## THE DATA:

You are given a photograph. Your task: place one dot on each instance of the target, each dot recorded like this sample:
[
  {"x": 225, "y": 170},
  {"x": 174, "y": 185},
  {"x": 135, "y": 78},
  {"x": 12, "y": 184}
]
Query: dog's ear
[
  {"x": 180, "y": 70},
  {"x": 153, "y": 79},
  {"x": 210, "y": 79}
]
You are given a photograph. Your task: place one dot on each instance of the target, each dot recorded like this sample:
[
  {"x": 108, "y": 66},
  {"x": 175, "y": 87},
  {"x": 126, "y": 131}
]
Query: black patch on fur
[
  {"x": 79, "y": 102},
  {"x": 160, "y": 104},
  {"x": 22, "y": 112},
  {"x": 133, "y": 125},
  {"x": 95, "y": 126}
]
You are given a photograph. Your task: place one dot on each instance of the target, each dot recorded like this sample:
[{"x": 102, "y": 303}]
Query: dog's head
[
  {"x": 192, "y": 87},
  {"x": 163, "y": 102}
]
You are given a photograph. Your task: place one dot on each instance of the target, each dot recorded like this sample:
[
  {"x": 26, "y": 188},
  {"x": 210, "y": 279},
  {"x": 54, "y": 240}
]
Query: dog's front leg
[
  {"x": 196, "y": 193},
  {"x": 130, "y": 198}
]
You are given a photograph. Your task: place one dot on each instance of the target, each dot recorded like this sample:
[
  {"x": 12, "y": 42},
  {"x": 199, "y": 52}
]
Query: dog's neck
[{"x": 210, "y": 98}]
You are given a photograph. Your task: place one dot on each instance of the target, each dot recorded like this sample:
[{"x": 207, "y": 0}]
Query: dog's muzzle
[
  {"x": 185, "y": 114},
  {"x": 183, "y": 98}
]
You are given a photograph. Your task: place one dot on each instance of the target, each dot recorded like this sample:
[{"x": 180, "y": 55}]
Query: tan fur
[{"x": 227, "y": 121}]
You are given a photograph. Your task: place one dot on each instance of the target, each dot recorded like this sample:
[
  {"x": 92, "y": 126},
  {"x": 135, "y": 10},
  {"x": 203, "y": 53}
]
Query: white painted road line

...

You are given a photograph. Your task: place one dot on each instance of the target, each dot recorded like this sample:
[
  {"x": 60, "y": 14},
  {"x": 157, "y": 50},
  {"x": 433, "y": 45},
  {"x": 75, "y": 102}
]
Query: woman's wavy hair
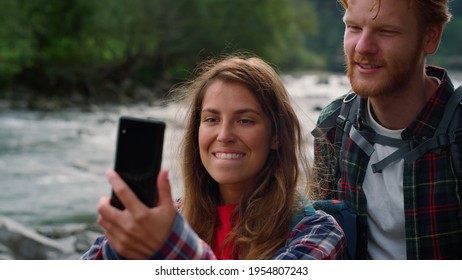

## TASK DETAILS:
When the line with "Query: dog's neck" is reached in the data above, begin copying, and stop after the line with "Query: white painted road line"; copy each line exactly, both ends included.

## TASK ANSWER:
Query: dog's neck
[{"x": 210, "y": 98}]
You are given a photograph. Your task: place one dot on each instance of the target, each dot recorded like this sample:
[{"x": 207, "y": 0}]
Query: dog's muzzle
[
  {"x": 185, "y": 114},
  {"x": 183, "y": 98}
]
You are given a photograph. Your task: place one dot on each instance of the target, each dot recorded like this sample:
[{"x": 180, "y": 55}]
Query: tan fur
[{"x": 227, "y": 121}]
You are given a photograph. Your task: place one dot on each instance of the target, each dot recorded like this sample:
[
  {"x": 92, "y": 126},
  {"x": 135, "y": 10},
  {"x": 203, "y": 53}
]
Query: white painted road line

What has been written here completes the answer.